* **Page**
**********

# Why are Athenae and Delpi in plural?



## toscairn

Athenae and Delphi are both in plural. Why are they?
Are there other examples of such use for city names?


----------



## TimeHP

There are some names that have only the plural:
Athenae- arum
Syracusae-arum
Thebae-arum
Pisae-arum
nuptiae-arum
insidiae-arum
ecc.
Ciao


----------



## cajzl

Abellae
Bactra, orum
Baeterrae
Baiae
Bargylia, orum
Bauli
Besidiae
Blandae
Bovillae
...
...
and many others

http://perso.wanadoo.fr/prima.elementa/Dico.htm


----------



## toscairn

Fantastico!
Thanks for the lists, both of you.
Are they all feminine nouns, those cities? (1)Are there *plural masculine *nouns for citie names?

Also I'm curious about this:  (2)why are "*thermae *(pulbic bath)" and "*aedes* (residence, house)" also both in plural?


----------



## J.F. de TROYES

Hi

  "Thermae" was borrowed from Greek " θερμα " (therma ) which means "hot"; this adjective is plural because it agrees with a deleted noun "λουτρά" (loutra) which is plural and means "baths" (there are several bathrooms in public baths) . Greek people didn't use to say "θερμα λουτρά", but only "θερμά" , what was transposed into "thermae" in Latin.

"aedes" also exists in singular with the meaning of a temple, first a heart, a fire place; in plural , it means buildings surrounding a fire place or a temple, and then, a house (=domus).

"Athenae" and "Delphi" of course come from Greek too; these nouns are plural in Greek and have remained the same in Latin; in singular, Athena is old Athen's goddess, as you certainly know.

So, i think old Greek clears up many of these Latin plurals.

I hope 'll help you. Bye.


----------



## toscairn

Thanks J.F, you cleared up most of my question, which leaves us with only (1). Only "Bauli" seems to be such an example. Are there any more?


----------



## J.F. de TROYES

toscairn said:
			
		

> Thanks J.F, you cleared up most of my question, which leaves us with only (1). Only "Bauli" seems to be such an example. Are there any more?


I think they are very few; i can only add "Volsinii" in Etruria; may be there are others, but as far as i know, not very famous ones.
Bye!


----------

**********

* **Recorded data**

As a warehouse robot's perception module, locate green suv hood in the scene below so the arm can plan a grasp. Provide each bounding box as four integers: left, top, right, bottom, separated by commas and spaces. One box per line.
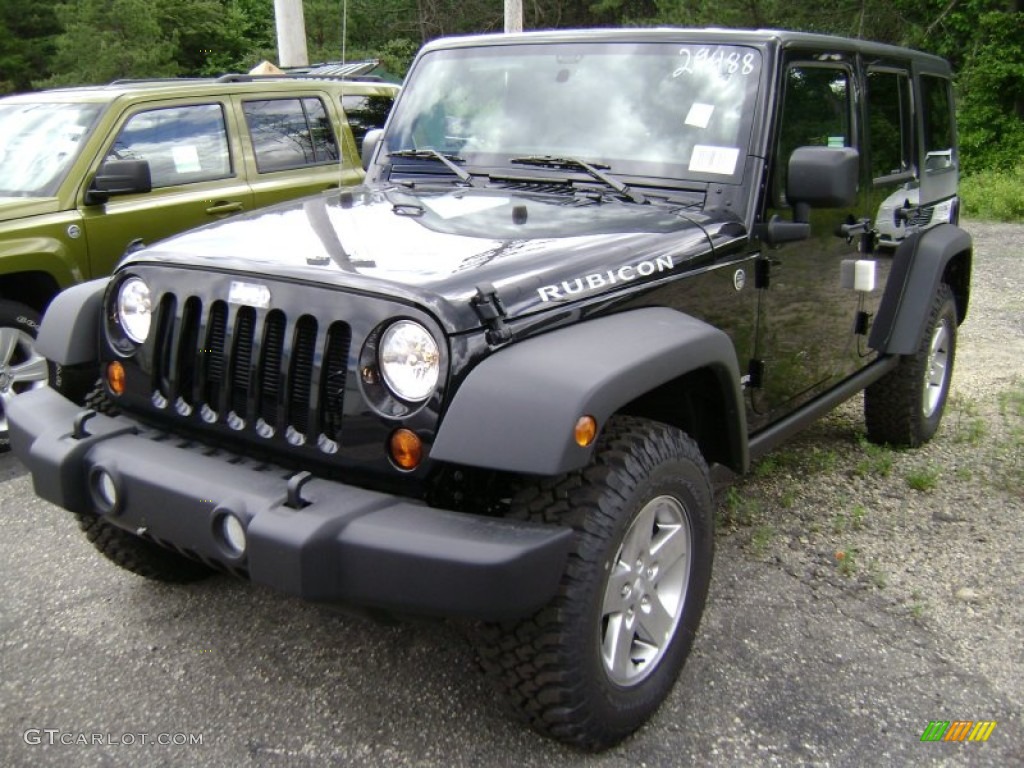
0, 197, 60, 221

**********

* **Instructions**
**A.** In the thread on Latin plural city names, why is "thermae" a plural word? Answer in one to three sentences.
**B.** From the thread on Latin plural city names, copy out everything from "http://perso.wanadoo.fr/prima.elementa/Dico.htm" down to "for citie names?".

* **Responses per task**
**A.** "Thermae" comes from the Greek adjective "θερμά" (therma), meaning "hot," which was plural because it agreed with the dropped plural noun "λουτρά" (loutra), meaning "baths." Greeks said only "θερμά" rather than "θερμά λουτρά," and that plural form passed into Latin as "thermae."

**B.**
http://perso.wanadoo.fr/prima.elementa/Dico.htm


----------



## toscairn

Fantastico!
Thanks for the lists, both of you.
Are they all feminine nouns, those cities? (1)Are there *plural masculine *nouns for citie names?